**TEXTO DE LEITURA:**
------------------------------------

A questão da solidariedade
é extremamente atual. As sociedades contemporâneas, assentadas
sobre os valores do capitalismo, estão em alta medida fundadas
em sistemas de competição orientada a interesses. Essa
experiência coletiva, que invade tanto as instituições
sociais quanto os espaços privados do mundo da vida, constrói-se
dentro de uma moral egoísta, na qual a presença dos
outros só é reconhecida a partir dos benefícios
concretos que possa gerar, o que implica, em contrapartida, uma forte
indiferença em relação aos não produtivos
e uma enorme e constante violência de uns contra os outros,
especialmente os que não se adaptem às regras desse
egoísmo social. Tal sentimento, contudo, não pode se
generalizar sem criar um mal-estar social de largas proporções,
vinculado não somente à falta do outro como igual, mas
também ao stress da guerra permanente e, sobretudo, ao rastro
de miséria e sofrimento que os egoístas em competição
vão deixando atrás de si, na medida em que constróem
suas riquezas materiais e suas situações de poder. O
mundo atual é, pois, um mundo carente de solidariedade.

------------------------------------

**DADOS FORNECIDOS:**
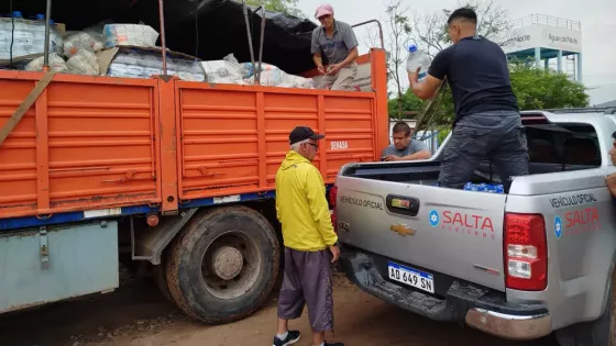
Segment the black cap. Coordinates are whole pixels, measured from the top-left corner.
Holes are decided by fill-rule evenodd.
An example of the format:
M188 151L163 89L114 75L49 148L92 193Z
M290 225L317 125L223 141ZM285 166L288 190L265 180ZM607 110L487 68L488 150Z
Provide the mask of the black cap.
M289 144L295 144L297 142L301 142L306 139L319 141L324 137L326 137L324 135L315 133L315 131L312 131L312 129L308 126L297 126L293 129L293 131L289 134Z

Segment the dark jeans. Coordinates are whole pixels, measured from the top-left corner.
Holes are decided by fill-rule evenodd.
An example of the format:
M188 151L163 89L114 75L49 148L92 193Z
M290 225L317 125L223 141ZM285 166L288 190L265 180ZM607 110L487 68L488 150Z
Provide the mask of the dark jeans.
M439 185L462 189L488 158L506 192L512 177L528 175L528 146L518 112L491 111L458 122L442 154Z

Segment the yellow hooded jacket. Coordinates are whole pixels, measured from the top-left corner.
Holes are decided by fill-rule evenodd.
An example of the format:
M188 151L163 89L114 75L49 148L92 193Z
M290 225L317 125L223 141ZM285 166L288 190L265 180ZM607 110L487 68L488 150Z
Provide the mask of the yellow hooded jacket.
M276 172L276 215L286 247L318 252L338 242L323 178L317 167L293 150Z

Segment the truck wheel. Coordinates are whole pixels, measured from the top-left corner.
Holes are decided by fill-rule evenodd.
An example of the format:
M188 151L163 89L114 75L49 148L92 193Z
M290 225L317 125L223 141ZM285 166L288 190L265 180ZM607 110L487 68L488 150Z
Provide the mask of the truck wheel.
M605 312L593 322L593 339L596 346L616 346L616 269L607 294Z
M154 267L154 281L156 281L156 286L158 287L158 290L161 291L163 297L165 297L166 300L175 303L172 298L172 293L169 292L169 286L167 283L167 271L164 263Z
M560 346L616 346L616 270L607 294L605 312L598 320L557 331Z
M228 323L254 312L270 295L280 248L267 220L246 207L195 215L169 248L170 295L194 319Z

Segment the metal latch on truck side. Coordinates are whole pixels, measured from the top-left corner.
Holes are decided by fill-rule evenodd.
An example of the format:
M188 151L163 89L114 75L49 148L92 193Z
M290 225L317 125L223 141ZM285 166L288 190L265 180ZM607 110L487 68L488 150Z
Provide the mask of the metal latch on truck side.
M38 235L41 237L41 269L50 269L50 246L47 245L47 227L41 226L38 228Z

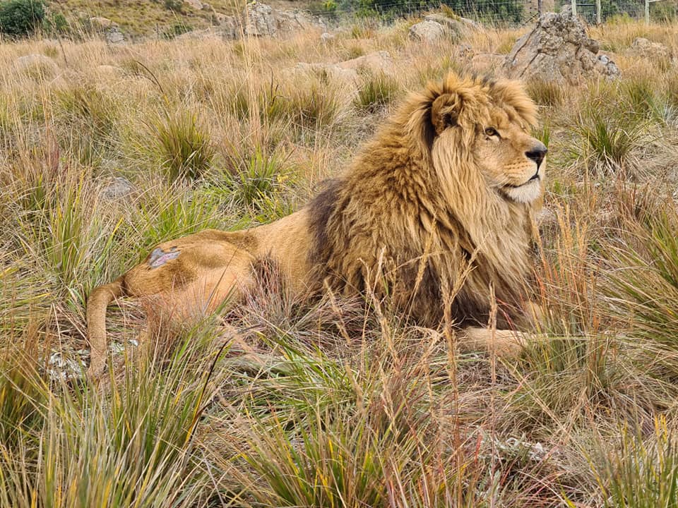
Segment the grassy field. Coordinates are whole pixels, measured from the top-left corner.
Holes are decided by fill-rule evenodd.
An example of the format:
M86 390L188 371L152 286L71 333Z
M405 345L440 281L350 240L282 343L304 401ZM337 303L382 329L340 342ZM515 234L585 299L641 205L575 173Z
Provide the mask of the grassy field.
M66 375L94 286L160 241L291 212L408 90L464 71L408 26L0 46L0 506L676 506L678 70L629 51L642 36L678 54L675 25L592 29L618 82L528 83L549 150L547 313L520 358L460 354L388 301L273 288L143 355L124 302L109 380ZM463 42L506 53L521 33ZM397 73L357 93L290 70L376 50ZM55 67L16 66L32 53Z

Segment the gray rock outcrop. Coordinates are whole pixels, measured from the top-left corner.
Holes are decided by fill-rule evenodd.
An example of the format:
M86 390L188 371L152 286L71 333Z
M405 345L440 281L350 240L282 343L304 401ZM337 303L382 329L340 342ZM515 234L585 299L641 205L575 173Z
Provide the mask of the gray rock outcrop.
M667 62L671 61L671 50L668 47L660 42L653 42L645 37L636 37L631 43L629 53L640 58L650 58L655 60L662 60Z
M245 35L284 37L308 28L326 29L325 22L303 11L280 11L252 1L245 7Z
M37 53L19 56L14 64L19 71L36 77L52 78L59 71L56 62L49 56Z
M537 78L576 85L582 79L614 79L619 69L600 54L597 41L586 35L568 10L542 15L537 26L521 37L506 56L503 71L511 78Z

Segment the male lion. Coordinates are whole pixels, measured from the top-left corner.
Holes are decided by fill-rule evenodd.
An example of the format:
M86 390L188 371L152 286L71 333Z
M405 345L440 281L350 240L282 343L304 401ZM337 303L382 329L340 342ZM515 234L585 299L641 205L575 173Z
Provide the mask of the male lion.
M153 302L147 312L160 306L182 320L243 296L261 262L273 263L297 296L388 284L396 308L420 325L437 327L444 315L465 329L472 347L519 345L510 330L477 327L487 323L492 294L499 328L525 318L531 214L547 152L529 134L535 122L535 105L516 82L451 74L429 84L299 211L252 229L161 243L95 289L87 309L88 374L104 368L114 298L142 298Z

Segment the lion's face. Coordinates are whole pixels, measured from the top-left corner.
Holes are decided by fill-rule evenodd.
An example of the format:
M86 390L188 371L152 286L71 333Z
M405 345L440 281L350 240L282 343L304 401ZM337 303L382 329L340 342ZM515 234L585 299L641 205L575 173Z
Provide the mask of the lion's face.
M480 172L487 188L511 201L531 203L539 198L547 148L529 133L535 107L522 87L511 81L486 83L454 77L445 85L448 90L431 104L434 164ZM458 159L463 156L468 156L465 164ZM468 183L467 178L459 178Z
M547 149L499 110L489 125L476 126L473 157L488 186L506 198L530 203L542 193Z

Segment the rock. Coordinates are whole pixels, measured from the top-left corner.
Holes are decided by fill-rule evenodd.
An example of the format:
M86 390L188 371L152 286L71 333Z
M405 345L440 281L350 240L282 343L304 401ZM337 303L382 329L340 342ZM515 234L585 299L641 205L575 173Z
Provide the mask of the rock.
M302 11L280 11L252 1L245 7L244 33L249 37L285 37L309 28L326 28L320 18Z
M120 31L120 27L108 18L95 16L90 18L89 22L92 30L102 35L109 44L120 44L125 42L125 37Z
M129 195L134 192L134 186L129 180L122 176L116 176L101 191L101 197L105 200L114 201Z
M644 37L636 37L631 43L629 53L640 58L651 58L663 61L671 61L671 50L660 42L653 42Z
M506 56L496 53L478 53L471 57L471 67L482 73L495 74L504 66Z
M458 34L461 34L468 30L480 28L480 25L472 20L466 19L461 16L450 18L450 16L441 14L440 13L427 14L424 16L424 20L426 21L439 23L444 27L447 28L450 32Z
M447 29L437 21L424 20L410 27L410 38L422 42L435 42L447 35Z
M461 16L451 18L446 14L442 14L441 13L427 14L424 16L424 19L429 21L436 21L441 25L447 26L450 30L455 31L460 31L465 28L480 28L480 25L473 20L462 18Z
M125 73L122 68L110 65L97 66L95 70L100 76L105 79L121 78Z
M19 71L35 77L52 78L59 71L56 62L49 56L37 53L19 56L14 64Z
M383 72L391 75L395 74L396 72L393 59L386 51L368 53L352 60L340 62L337 65L343 69L353 69L357 71L367 69L374 73Z
M106 42L110 44L121 44L125 42L125 36L122 35L120 29L116 26L111 27L104 33L104 37Z
M599 58L600 44L567 9L547 13L521 37L506 58L504 71L511 78L535 78L577 85L582 79L614 79L619 69L609 57Z
M220 13L216 13L216 16L219 20L218 30L222 38L234 40L242 37L242 24L239 19L235 16L226 16Z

------------------------------------

**PEDIDO ESCRITO:**
Responda, com base no texto sobre solidariedade:
(a) Sobre quais valores estão assentadas as sociedades contemporâneas?
(b) Dentro de que tipo de moral se constrói a experiência coletiva descrita?
(c) De que o mundo atual é carente, segundo a última frase?

**RESPOSTA:**
(a) Sobre os valores do capitalismo.
(b) Dentro de uma moral egoísta.
(c) De solidariedade.